_MATERIALS PROVIDED_.
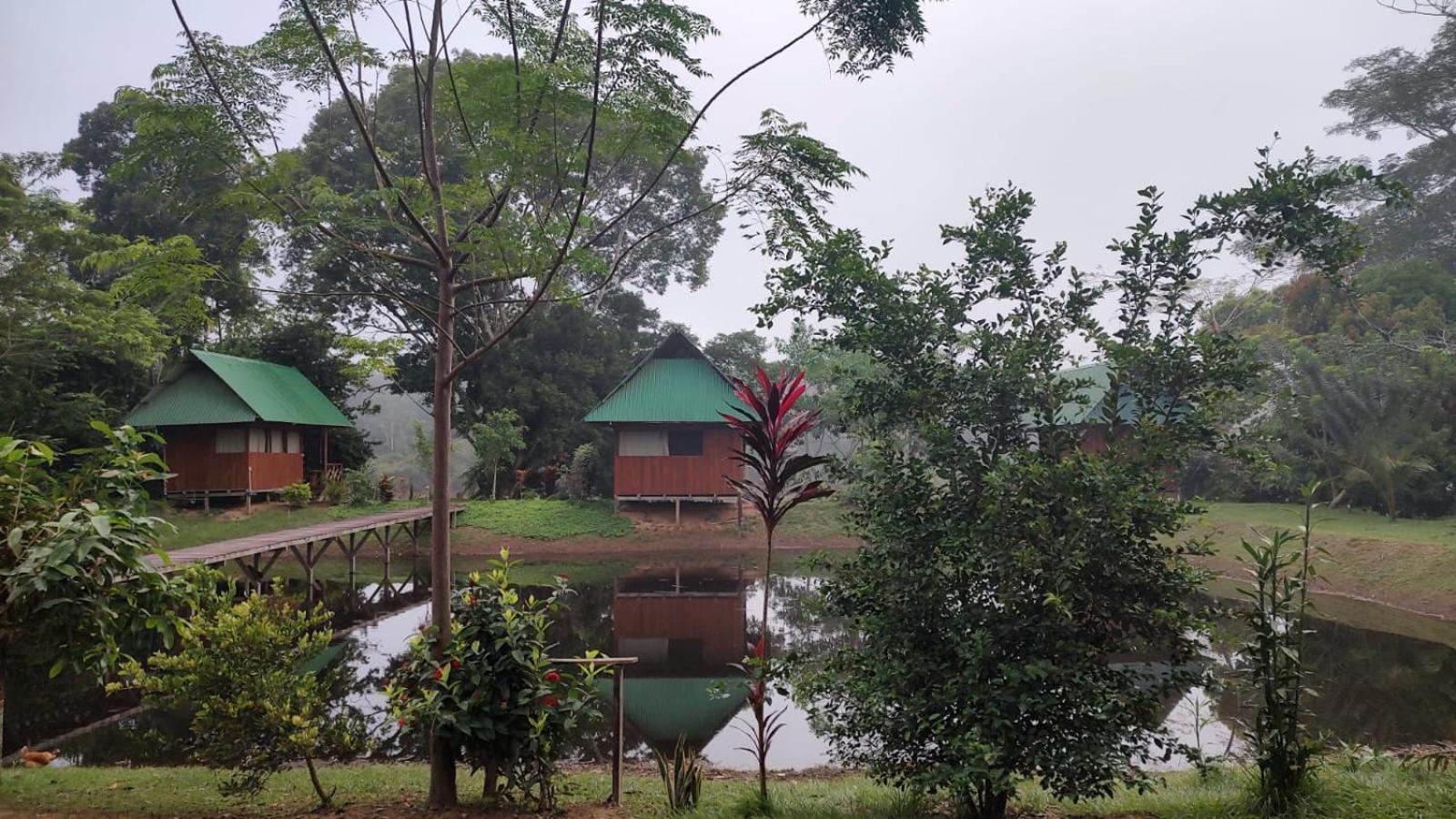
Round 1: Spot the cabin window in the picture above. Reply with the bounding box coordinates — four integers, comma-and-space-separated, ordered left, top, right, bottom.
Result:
213, 427, 248, 455
617, 430, 668, 458
667, 430, 703, 455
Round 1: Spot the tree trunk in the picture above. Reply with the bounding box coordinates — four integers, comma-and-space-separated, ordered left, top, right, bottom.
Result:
430, 262, 459, 809
0, 645, 5, 768
303, 756, 333, 810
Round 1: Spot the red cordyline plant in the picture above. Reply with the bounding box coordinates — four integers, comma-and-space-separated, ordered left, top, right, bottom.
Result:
723, 368, 834, 800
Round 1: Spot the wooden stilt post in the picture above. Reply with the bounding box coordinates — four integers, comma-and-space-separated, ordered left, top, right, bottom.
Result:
379, 542, 395, 599
612, 666, 628, 804
344, 532, 362, 592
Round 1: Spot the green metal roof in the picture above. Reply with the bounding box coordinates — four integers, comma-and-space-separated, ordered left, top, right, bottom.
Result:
1057, 364, 1112, 424
585, 332, 740, 424
126, 349, 354, 427
1057, 364, 1165, 424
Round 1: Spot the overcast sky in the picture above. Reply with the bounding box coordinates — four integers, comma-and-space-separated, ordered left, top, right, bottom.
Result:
0, 0, 1437, 345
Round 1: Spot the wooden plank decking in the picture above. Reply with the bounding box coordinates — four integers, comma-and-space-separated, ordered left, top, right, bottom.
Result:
148, 506, 464, 571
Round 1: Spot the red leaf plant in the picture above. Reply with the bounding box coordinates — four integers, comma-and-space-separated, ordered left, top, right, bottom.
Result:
723, 368, 834, 802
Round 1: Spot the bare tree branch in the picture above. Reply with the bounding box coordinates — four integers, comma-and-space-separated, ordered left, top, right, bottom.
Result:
298, 0, 449, 261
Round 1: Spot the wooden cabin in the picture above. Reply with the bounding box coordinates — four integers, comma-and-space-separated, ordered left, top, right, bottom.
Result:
585, 332, 743, 506
126, 349, 354, 501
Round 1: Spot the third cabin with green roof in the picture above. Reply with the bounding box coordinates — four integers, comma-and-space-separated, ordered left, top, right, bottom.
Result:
585, 332, 743, 501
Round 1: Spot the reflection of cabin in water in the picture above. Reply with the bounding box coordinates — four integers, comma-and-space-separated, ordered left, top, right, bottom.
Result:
612, 570, 748, 752
585, 332, 743, 509
126, 349, 354, 501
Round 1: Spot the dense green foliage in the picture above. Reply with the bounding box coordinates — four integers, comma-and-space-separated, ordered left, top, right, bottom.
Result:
764, 149, 1367, 816
112, 584, 364, 807
0, 156, 213, 449
1182, 259, 1456, 519
0, 422, 194, 763
60, 87, 267, 326
8, 758, 1456, 819
278, 484, 313, 509
384, 550, 602, 810
460, 499, 632, 541
464, 410, 530, 500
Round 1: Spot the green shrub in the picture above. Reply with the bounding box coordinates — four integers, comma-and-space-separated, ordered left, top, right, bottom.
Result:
111, 580, 364, 806
384, 550, 602, 810
318, 480, 349, 506
562, 443, 600, 500
1238, 484, 1320, 814
344, 470, 379, 506
652, 736, 703, 814
460, 499, 632, 541
278, 484, 313, 509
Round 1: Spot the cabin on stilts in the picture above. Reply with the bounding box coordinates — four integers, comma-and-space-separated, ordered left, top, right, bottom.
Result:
126, 349, 354, 504
585, 331, 743, 516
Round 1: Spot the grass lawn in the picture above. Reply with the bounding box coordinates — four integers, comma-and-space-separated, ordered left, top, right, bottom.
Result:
460, 500, 632, 541
1203, 502, 1456, 547
157, 500, 430, 550
774, 497, 849, 540
11, 761, 1456, 819
1189, 502, 1456, 618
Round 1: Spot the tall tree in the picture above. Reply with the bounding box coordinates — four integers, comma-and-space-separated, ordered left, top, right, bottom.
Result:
153, 0, 925, 806
61, 89, 267, 332
1325, 12, 1456, 269
0, 156, 214, 448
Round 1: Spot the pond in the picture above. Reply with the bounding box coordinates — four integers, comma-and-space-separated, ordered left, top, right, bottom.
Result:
5, 551, 1456, 770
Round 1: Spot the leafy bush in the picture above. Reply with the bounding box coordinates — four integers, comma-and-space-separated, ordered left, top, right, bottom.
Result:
111, 580, 364, 806
384, 550, 602, 810
278, 484, 313, 509
1239, 484, 1320, 814
652, 736, 703, 814
460, 497, 632, 541
344, 470, 379, 506
561, 443, 600, 500
318, 480, 349, 506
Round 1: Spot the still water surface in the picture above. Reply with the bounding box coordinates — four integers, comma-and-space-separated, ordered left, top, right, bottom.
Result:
16, 551, 1456, 770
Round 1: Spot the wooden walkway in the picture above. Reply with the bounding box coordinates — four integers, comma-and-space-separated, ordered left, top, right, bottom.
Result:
147, 506, 464, 587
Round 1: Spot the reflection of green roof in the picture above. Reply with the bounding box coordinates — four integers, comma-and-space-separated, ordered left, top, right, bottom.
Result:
126, 349, 354, 427
585, 332, 737, 424
597, 673, 748, 748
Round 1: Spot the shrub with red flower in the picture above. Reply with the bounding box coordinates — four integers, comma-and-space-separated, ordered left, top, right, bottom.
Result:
386, 551, 609, 810
723, 368, 834, 802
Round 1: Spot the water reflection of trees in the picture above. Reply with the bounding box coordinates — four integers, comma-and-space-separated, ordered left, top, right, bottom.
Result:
1220, 609, 1456, 748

_WHAT YOU WILL DO_. Rewrite all the lines above, changing every "bounding box coordinates" to "pixel coordinates" and leaving everything else as it is. Leave the pictures out.

_ANSWER TO THIS TASK_.
Round 1: Spot the cabin window in the picture above. Reply with the pixel coordinates — four integers, comma-and-space-separated, ordered left, top, right, bottom.
Result:
213, 427, 248, 455
617, 430, 668, 458
667, 430, 703, 455
Round 1: Spot the tree trunk in the picture above. Reply with the pixel coordinates — four integers, comma-and-space-separated, ordered left, top, right, bottom.
Result:
430, 262, 459, 809
0, 645, 5, 768
303, 756, 333, 810
Round 1: Spot the red cordyline plant in the picture above. Reply with the pixel coordinates — four integers, comma-and-space-separated, ordered left, top, right, bottom.
Result:
723, 368, 834, 800
Round 1: Spot the wooden stilt post in the picture above. Reply with the pixel coordinates — four integers, comma-and-space-separated, ordered left, top, right, bottom.
Result:
379, 542, 395, 599
612, 666, 628, 804
344, 532, 362, 592
Round 1: Spot the green metal roof in the picture above. Reply with the pixel coordinates — four integers, comma-and-space-separated, ordered left, top, right, bottom.
Result:
1057, 364, 1112, 424
585, 332, 740, 424
126, 349, 354, 427
1057, 364, 1165, 424
Round 1: Spot the overcast sky in the picture above. Reply with the pixel coordinates — four integers, comma-and-space-separated, ordered left, top, right, bottom.
Result:
0, 0, 1437, 345
Round 1: Spot the wooden plank decking in the picture above. Reply with the pixel coordinates — four integers, comma-and-space-separated, ordered left, top, right, bottom.
Result:
148, 506, 464, 571
Round 1: Spot the red leaf plant in the picture above. Reply with the pixel coordinates — four integers, comma-and-space-separated, ordered left, top, right, bottom.
Result:
723, 368, 834, 802
Round 1: Spot the bare tree branch in the picture above. Reply with the pixel coordinates — four integers, comma-and-space-separated, ordered left, top, right, bottom.
Result:
298, 0, 449, 261
Round 1: Spot the wooden cabin in the picture above. Reply with the pixel coordinates — four integers, comma-and-space-separated, ordered left, top, right, bottom.
Result:
585, 332, 743, 506
126, 349, 354, 501
Round 1: Spot the third cabin with green roof in the picture above. Reply with the pixel coordinates — four integers, comma-and-space-separated, ordered left, top, right, bottom.
Result:
585, 332, 743, 501
Round 1: Spot the reflection of cabin in water in the picture above. Reply with the pixel coordinates — four integers, comma-and-space-separated, ordered left, top, right, bottom.
Result:
612, 570, 748, 752
585, 332, 743, 509
126, 349, 354, 501
Round 1: Spot the dense green foliage in the picture above. Reply with the pixel coordinates — four integers, comma-and-space-separated, ordered left, top, right, bottom.
Result:
764, 149, 1367, 816
112, 584, 364, 807
0, 156, 213, 449
1182, 259, 1456, 519
0, 422, 194, 763
60, 87, 267, 326
8, 758, 1456, 819
278, 484, 313, 509
384, 550, 602, 810
460, 499, 632, 541
464, 410, 530, 500
Round 1: Spot the green shrub in the picture above. Reply with the pixel coordinates — four integers, comma-and-space-separated, ordered left, top, right, bottom.
Result:
111, 580, 364, 806
384, 550, 602, 810
318, 480, 349, 506
562, 443, 600, 500
1238, 484, 1320, 814
344, 470, 379, 506
652, 736, 703, 814
460, 499, 632, 541
278, 484, 313, 509
Round 1: Spot the cabin on stilts in the picture above. Reply with the pixel coordinates — four integers, comma-and-space-separated, ordered left, top, right, bottom.
Result:
126, 349, 354, 504
585, 331, 743, 516
Round 1: Spot the grass lawn in the picture above. Reply with the pixel coordinates — four integers, comma-and-space-separated, ordered left, top, right, bottom.
Result:
460, 500, 632, 541
1203, 502, 1456, 547
157, 500, 430, 550
774, 497, 849, 540
11, 761, 1456, 819
1189, 502, 1456, 618
Round 1: Spot the tall tree in the picture above. Reply with the pixel coordinates — four integers, comma-and-space-separated, ordered left, top, right, bottom.
Result:
153, 0, 925, 806
61, 89, 267, 332
1325, 12, 1456, 269
0, 156, 214, 448
Round 1: Spot the pond in the picture above. Reply with the pixel coordinates — four integers, comma-and-space-separated, ordered left, top, right, bottom.
Result:
5, 551, 1456, 770
Round 1: Spot the leafy bush in the picture above. Reply with the pixel coordinates — four integers, comma-and-space-separated, ordered left, top, right, bottom.
Result:
111, 580, 364, 806
384, 550, 602, 810
278, 484, 313, 509
1239, 484, 1320, 814
652, 736, 703, 814
460, 497, 632, 541
344, 470, 379, 506
561, 443, 600, 500
318, 480, 349, 506
Round 1: Spot the still water surface in the picture above. Reply with the pixel coordinates — four integers, comma-and-space-separated, ordered left, top, right, bottom.
Result:
16, 551, 1456, 770
Round 1: Spot the wooden walkway in the picture above. Reply with the pixel coordinates — four integers, comma-and-space-separated, ordered left, top, right, bottom.
Result:
147, 506, 464, 587
Round 1: Spot the reflection of green roof in the picture above. Reply with the pixel coordinates — four integers, comma-and-space-separated, ordered left, top, right, bottom.
Result:
126, 349, 354, 427
585, 332, 737, 424
597, 673, 748, 748
Round 1: Spot the shrub with red flower in the picture above. Reply with the pixel coordinates — four integers, comma-and-space-separated, ordered left, top, right, bottom.
Result:
386, 551, 609, 810
723, 368, 834, 802
Round 1: Spot the water reflection of trees in the picture above. Reply with the pixel coordinates — four integers, comma-and-space-separated, ordered left, top, right, bottom.
Result:
1220, 609, 1456, 748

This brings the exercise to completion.